-- BLOCCO DI TESTO --
----

Del resto, La canzone di Faye - prestato al Sundance, alla Berlinale, al Tribeca - è per stessa ammissione del regista un film dedicato alla sua terra d'origine, facendo degli spazi aperti e dei silenzi pregevole materiale cinematografico. I dialoghi sono fugaci, sommessi - "Ho dato il dono del silenzio con la consapevolezza che questi ruoli sarebbero stati interpretati da due maestri", ha dichiarato Max Walker-Silverman al Sundance - e allora ogni parola nel film è importante, fondamentale. Parole, musica e il suono naturale degli uccelli, dei grilli, del vento, del lago. Strati e archetipi, la solitudine e la semplicità. La prova che il tempo può sfuggire, ma che alla fine si torna sempre al punto di inizio. La Canzone di Faye è un film che resta, nella sua piccola e calda dimensione.

----

-- ELENCO --
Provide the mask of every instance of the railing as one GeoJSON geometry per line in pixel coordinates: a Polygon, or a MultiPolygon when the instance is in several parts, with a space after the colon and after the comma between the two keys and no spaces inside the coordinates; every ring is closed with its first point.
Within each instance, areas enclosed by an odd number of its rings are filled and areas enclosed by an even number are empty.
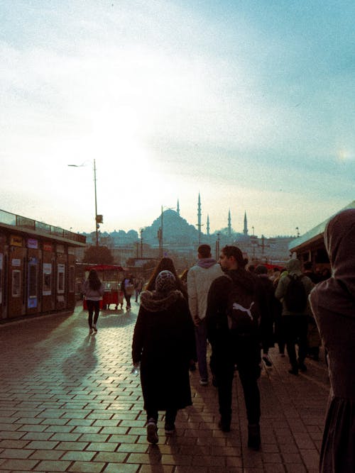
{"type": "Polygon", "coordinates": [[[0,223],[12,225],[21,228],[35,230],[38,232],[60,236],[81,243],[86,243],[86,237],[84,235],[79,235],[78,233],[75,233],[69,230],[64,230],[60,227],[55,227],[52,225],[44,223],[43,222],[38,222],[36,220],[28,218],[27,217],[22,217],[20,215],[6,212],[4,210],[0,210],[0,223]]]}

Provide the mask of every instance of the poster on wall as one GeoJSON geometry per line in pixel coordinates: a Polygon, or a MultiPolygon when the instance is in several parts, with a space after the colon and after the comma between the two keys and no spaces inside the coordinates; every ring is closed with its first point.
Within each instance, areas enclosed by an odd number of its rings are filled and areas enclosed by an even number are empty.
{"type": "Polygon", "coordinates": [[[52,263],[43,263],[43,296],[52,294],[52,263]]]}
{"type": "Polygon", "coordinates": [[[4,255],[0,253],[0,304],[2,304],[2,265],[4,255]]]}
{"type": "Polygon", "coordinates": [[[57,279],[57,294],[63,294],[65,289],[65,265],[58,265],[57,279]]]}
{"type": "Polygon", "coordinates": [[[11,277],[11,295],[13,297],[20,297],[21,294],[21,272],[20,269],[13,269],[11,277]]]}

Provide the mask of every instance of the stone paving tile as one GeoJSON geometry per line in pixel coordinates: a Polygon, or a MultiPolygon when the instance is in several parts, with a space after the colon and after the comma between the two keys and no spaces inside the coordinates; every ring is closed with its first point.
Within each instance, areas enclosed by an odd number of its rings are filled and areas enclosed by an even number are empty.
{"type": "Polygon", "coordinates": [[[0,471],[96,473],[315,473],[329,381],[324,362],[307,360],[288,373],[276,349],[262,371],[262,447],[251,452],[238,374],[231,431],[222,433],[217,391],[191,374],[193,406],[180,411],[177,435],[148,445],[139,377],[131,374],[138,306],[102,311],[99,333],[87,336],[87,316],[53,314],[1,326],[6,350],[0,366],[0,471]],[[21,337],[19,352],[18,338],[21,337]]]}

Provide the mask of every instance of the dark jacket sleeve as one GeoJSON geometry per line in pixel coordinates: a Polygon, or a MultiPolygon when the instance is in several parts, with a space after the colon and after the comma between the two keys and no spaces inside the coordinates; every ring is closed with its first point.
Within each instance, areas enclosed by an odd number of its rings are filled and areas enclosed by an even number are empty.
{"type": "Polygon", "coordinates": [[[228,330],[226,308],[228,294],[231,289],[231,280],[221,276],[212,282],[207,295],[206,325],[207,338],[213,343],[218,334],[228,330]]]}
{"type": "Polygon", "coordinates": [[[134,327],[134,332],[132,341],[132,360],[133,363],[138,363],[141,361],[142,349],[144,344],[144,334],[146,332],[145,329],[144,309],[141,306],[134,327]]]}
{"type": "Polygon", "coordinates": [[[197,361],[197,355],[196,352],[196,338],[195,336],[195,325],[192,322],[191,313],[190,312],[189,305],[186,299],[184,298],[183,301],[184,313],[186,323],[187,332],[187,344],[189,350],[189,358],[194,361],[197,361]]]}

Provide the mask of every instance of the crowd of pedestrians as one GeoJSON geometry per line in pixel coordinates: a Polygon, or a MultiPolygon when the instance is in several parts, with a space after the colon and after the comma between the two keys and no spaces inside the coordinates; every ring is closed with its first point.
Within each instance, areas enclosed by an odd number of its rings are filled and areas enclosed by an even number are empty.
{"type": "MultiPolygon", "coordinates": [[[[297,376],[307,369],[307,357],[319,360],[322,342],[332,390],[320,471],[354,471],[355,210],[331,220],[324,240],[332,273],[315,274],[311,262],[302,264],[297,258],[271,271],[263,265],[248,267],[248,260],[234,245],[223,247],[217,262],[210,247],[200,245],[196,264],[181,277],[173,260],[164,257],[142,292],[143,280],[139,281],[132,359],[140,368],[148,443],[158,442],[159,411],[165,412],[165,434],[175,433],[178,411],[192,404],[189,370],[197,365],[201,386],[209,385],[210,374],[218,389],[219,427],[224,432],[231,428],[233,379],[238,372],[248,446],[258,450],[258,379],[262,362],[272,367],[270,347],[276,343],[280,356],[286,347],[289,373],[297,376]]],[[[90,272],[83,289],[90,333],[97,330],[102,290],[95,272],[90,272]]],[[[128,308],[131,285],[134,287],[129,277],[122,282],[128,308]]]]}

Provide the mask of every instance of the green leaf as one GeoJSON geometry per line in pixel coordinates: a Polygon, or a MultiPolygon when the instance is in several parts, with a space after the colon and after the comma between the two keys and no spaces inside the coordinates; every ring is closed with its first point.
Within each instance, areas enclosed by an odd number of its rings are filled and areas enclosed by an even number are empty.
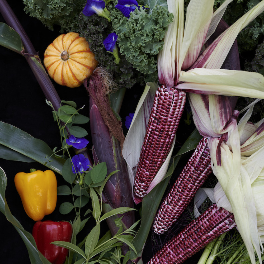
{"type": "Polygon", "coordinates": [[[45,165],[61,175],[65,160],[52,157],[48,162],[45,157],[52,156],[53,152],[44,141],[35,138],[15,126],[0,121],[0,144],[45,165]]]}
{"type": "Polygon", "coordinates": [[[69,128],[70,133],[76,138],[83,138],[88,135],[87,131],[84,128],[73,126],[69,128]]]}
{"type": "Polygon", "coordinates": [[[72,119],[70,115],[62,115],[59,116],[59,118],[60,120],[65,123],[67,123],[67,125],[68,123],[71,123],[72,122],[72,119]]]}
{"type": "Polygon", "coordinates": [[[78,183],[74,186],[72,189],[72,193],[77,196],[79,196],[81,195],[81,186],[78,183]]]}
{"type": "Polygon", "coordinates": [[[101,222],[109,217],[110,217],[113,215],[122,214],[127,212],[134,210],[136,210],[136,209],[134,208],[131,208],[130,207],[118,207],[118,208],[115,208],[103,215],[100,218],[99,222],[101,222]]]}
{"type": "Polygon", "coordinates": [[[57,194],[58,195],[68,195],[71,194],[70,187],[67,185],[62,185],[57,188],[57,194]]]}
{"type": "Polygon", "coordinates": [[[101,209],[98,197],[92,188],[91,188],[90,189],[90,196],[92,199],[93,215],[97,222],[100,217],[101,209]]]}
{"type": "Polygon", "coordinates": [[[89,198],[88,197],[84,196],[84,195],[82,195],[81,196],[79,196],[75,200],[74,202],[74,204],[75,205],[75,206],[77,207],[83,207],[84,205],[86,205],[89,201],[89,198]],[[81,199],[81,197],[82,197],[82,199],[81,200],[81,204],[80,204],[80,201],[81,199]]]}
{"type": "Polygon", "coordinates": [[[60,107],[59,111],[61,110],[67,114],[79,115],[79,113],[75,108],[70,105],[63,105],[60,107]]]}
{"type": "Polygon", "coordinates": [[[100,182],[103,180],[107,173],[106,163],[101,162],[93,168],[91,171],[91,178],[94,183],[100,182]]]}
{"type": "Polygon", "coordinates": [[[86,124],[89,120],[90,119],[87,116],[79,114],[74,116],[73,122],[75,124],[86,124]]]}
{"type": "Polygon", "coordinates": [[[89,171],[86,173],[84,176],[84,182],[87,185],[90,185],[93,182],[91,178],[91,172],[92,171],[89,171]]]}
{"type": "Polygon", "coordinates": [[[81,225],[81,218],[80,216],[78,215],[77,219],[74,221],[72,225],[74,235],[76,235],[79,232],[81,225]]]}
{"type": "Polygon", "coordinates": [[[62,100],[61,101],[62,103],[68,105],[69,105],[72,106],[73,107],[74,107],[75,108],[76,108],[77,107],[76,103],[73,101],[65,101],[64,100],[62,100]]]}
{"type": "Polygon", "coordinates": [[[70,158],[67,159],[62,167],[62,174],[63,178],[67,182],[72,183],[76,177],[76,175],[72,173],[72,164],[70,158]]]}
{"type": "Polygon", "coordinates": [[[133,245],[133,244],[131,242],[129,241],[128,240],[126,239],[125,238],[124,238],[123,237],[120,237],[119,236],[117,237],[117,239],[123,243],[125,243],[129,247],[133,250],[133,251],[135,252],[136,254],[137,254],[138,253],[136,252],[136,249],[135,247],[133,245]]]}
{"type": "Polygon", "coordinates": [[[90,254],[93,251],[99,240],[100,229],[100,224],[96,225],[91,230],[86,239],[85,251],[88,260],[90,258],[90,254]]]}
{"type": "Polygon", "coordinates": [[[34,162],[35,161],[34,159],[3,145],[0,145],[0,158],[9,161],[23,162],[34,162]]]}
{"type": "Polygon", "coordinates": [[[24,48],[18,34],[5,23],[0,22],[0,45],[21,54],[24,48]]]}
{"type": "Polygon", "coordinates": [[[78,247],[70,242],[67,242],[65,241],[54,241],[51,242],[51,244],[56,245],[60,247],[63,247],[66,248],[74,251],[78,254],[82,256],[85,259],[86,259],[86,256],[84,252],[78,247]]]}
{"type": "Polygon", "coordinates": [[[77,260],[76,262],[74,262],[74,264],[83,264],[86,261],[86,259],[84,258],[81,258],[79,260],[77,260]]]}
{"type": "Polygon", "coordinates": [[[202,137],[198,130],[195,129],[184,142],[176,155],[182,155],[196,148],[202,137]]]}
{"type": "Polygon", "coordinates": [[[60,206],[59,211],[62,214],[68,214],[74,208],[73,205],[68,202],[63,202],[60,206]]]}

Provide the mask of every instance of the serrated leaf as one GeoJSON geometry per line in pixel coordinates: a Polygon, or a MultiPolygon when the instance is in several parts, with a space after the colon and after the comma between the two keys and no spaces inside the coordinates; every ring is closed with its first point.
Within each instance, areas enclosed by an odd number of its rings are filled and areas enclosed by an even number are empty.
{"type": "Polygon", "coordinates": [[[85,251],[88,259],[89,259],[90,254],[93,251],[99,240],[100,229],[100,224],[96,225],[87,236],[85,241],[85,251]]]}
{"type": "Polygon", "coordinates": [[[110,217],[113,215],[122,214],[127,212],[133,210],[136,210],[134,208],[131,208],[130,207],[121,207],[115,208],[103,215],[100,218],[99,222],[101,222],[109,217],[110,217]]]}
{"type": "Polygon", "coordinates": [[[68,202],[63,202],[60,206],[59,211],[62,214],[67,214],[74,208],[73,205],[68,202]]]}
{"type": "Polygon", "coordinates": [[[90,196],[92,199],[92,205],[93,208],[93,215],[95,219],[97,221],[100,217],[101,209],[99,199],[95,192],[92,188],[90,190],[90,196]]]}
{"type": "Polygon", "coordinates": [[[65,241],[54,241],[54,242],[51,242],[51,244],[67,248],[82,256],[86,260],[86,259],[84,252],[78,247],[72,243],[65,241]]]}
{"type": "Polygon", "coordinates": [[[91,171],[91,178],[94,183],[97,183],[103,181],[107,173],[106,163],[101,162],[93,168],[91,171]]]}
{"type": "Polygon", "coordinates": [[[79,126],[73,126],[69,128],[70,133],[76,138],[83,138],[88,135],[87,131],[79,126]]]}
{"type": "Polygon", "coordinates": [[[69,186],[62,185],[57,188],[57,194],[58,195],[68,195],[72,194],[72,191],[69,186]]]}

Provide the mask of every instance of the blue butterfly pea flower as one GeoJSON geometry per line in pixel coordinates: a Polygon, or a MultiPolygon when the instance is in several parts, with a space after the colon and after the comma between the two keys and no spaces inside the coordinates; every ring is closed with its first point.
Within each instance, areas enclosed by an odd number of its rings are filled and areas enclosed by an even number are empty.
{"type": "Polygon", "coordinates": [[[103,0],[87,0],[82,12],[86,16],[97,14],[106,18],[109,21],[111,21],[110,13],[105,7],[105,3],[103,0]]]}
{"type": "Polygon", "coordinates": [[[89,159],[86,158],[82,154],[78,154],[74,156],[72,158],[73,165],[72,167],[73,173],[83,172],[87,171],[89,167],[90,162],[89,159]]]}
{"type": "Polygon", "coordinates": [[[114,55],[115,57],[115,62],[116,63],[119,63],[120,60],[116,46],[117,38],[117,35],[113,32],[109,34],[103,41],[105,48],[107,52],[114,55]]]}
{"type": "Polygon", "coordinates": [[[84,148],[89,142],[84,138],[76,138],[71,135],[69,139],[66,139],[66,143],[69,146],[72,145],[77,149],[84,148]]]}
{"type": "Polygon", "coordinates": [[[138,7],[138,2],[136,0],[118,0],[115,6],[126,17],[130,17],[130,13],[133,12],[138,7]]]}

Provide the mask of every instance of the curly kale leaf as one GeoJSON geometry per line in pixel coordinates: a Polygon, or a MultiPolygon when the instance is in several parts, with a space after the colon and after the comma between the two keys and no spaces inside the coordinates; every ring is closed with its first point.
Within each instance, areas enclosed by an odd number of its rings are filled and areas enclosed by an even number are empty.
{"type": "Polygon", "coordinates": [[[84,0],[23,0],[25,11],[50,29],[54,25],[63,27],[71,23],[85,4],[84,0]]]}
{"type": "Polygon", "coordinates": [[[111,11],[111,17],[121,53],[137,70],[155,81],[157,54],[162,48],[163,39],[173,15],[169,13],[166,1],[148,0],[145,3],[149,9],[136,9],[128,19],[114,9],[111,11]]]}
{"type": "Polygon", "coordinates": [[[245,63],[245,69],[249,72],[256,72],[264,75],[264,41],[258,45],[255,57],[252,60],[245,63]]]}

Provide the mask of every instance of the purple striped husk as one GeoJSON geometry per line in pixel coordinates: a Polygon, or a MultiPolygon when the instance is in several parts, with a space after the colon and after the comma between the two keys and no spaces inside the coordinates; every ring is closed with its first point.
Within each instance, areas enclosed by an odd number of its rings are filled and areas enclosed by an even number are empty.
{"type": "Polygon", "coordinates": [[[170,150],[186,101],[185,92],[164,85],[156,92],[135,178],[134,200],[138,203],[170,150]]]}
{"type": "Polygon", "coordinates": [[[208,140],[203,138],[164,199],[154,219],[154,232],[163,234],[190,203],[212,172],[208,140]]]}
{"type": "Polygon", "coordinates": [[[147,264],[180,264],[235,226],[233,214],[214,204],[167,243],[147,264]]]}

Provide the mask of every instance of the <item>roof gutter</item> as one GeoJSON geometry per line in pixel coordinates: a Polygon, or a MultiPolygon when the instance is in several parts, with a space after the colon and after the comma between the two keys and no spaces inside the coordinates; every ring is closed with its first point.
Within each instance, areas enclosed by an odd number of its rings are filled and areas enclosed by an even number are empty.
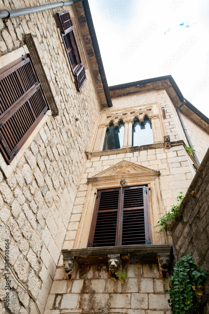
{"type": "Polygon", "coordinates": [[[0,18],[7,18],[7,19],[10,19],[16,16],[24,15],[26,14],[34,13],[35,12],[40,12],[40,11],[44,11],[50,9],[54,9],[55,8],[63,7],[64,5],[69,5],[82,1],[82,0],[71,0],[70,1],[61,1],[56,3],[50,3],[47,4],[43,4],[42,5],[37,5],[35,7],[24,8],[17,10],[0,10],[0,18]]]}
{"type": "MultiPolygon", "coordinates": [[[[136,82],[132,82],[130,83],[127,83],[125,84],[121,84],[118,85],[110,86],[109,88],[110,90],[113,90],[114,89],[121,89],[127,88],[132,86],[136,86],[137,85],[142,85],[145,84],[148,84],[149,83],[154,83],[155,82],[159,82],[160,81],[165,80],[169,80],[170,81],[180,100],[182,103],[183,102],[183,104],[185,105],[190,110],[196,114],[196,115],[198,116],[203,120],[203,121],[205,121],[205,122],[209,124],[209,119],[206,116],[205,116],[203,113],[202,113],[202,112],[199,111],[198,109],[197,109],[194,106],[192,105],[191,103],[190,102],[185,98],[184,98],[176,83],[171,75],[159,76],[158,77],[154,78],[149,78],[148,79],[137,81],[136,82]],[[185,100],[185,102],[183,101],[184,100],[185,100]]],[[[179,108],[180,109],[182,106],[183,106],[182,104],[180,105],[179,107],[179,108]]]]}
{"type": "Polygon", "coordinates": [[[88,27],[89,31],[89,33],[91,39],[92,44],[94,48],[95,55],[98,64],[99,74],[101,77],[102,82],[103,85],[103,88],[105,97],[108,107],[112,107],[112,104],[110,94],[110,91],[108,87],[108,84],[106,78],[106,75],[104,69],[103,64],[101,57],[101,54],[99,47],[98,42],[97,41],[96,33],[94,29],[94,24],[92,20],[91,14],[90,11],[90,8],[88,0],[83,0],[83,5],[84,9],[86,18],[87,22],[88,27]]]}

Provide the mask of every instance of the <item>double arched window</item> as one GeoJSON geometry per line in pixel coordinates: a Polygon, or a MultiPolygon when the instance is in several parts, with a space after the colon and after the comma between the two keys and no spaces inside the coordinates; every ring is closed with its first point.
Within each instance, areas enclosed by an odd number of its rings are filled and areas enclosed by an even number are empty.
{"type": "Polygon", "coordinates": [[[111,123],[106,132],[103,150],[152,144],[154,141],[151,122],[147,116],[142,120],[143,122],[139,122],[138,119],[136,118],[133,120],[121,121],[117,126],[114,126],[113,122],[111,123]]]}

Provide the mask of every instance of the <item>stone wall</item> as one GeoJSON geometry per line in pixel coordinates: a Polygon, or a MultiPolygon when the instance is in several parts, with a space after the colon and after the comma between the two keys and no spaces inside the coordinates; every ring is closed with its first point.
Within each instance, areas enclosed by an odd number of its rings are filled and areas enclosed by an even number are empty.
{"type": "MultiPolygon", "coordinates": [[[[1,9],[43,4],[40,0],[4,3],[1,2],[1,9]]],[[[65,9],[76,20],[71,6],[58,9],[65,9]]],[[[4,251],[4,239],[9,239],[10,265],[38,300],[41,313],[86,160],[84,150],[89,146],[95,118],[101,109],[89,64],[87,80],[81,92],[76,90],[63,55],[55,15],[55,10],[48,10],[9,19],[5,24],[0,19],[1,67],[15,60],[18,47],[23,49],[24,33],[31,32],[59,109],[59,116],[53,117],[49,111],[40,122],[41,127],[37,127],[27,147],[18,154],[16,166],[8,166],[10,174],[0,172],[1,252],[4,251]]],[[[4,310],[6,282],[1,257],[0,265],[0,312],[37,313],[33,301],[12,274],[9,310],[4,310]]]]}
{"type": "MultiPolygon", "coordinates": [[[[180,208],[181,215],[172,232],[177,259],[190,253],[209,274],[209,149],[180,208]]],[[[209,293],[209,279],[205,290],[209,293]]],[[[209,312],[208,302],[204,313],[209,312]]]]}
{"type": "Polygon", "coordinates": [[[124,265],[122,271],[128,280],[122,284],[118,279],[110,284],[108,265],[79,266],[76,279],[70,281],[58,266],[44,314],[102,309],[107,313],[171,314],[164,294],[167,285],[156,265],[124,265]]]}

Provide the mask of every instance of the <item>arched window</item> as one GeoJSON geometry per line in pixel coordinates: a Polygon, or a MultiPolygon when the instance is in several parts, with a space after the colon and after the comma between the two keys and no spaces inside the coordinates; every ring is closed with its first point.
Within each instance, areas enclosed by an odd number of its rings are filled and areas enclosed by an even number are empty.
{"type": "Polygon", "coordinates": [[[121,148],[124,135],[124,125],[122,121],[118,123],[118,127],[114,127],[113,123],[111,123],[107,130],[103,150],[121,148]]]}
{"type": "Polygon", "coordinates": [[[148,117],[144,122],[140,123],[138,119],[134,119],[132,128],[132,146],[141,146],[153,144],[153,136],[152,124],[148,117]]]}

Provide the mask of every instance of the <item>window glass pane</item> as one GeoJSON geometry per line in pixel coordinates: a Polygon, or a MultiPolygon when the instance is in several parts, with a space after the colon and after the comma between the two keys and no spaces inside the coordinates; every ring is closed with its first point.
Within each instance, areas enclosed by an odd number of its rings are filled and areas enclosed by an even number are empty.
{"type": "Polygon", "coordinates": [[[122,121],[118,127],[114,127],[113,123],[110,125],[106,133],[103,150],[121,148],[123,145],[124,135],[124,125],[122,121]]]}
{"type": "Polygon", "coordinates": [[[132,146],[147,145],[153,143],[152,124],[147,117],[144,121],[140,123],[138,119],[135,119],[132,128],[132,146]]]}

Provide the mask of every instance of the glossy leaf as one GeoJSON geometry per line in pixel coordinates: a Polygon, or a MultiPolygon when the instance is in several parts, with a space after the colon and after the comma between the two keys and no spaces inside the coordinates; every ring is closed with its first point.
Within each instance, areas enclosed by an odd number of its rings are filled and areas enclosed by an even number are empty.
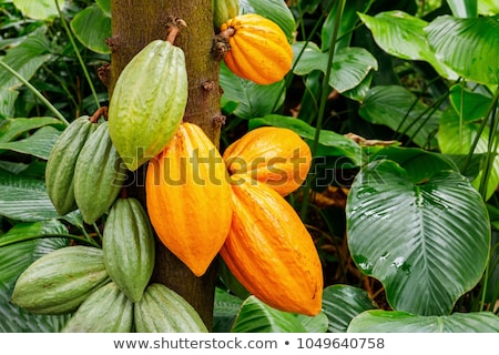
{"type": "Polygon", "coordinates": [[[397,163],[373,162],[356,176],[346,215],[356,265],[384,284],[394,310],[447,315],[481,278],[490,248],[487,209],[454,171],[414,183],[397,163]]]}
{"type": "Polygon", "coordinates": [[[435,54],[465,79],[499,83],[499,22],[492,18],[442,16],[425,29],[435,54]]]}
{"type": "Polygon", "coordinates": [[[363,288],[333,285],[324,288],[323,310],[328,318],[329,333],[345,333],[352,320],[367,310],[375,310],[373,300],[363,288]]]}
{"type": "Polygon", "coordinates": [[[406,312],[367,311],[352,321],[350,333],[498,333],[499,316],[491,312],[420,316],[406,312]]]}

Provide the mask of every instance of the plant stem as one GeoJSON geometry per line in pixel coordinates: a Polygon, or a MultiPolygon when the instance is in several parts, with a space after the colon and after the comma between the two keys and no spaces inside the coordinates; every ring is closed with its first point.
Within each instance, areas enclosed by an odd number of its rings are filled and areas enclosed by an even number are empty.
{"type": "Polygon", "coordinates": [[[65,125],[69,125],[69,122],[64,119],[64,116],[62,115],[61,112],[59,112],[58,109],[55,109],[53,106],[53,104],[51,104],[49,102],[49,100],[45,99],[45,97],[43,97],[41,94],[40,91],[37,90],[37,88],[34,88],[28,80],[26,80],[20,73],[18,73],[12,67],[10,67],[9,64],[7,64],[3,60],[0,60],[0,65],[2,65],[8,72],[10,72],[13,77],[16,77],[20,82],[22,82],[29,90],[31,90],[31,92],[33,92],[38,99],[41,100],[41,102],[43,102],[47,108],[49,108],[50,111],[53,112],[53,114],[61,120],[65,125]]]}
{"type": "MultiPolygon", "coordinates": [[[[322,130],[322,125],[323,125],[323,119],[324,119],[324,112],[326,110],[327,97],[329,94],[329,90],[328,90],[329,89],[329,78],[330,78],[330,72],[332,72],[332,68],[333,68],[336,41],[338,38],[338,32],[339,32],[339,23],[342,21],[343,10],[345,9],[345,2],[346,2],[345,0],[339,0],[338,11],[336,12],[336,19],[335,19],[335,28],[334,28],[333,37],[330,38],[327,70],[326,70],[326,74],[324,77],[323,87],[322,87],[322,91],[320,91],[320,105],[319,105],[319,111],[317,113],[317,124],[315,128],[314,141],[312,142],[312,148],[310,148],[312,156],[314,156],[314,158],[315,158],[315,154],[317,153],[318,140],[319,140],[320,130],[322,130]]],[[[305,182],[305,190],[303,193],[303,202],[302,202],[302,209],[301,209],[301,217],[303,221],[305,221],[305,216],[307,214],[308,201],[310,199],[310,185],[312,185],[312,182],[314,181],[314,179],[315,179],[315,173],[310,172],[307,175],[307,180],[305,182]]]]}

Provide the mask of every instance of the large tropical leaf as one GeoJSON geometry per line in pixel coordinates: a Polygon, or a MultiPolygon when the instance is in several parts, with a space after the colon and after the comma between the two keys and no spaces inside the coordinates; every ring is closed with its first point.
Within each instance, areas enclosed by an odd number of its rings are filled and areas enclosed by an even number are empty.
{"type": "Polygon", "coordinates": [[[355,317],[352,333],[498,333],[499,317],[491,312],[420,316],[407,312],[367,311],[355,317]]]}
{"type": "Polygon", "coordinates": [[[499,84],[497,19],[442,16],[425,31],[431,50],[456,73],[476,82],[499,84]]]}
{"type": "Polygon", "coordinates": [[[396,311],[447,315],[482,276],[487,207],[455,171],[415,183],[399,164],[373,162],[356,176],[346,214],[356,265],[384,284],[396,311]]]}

----

-- CONSEGNA A --
Nel testo sul film La canzone di Faye, chi ha parlato al Sundance del «dono del silenzio»?
-- CONSEGNA B --
Prosegui il testo sul film La canzone di Faye, riprendendo dopo la sua ultima frase.

-- RISPOSTA A --
Max Walker-Silverman.

-- RISPOSTA B --
Conclusioni

Dale Dickey e Wes Studi sono due miti del cinema americano, perfettamente inseriti in un film che gioca con i silenzi e con i ricordi. Il tutto, davanti la cornice magica e impervia del Colorado. Dunque, concludiamo la recensione de La Canzone di Faye consigliandolo a tutti coloro che amano una certa narrativa statunitense, capace di unire – con semplicità e tenerezza – la geografia territoriale alla geografia umana. Il risultato, in questo caso, è un dolce e malinconico film sul bisogno di amore anche durante la terza età.

Movieplayer.it
3.5/5
Voto medio
3.2/5

Perché ci piace

  • I protagonisti, pazzeschi.
  • Il Colorado.
  • La musica, assoluto fulcro del film.
  • La tenerezza che lega i ricordi.
  • La durata, appena un'ora e venti.
  • È una storia d'amore d'âge, che si prende i suoi tempi...

Cosa non va

  • … tempi che potrebbero allontanare l'approccio del pubblico abituato allo streaming.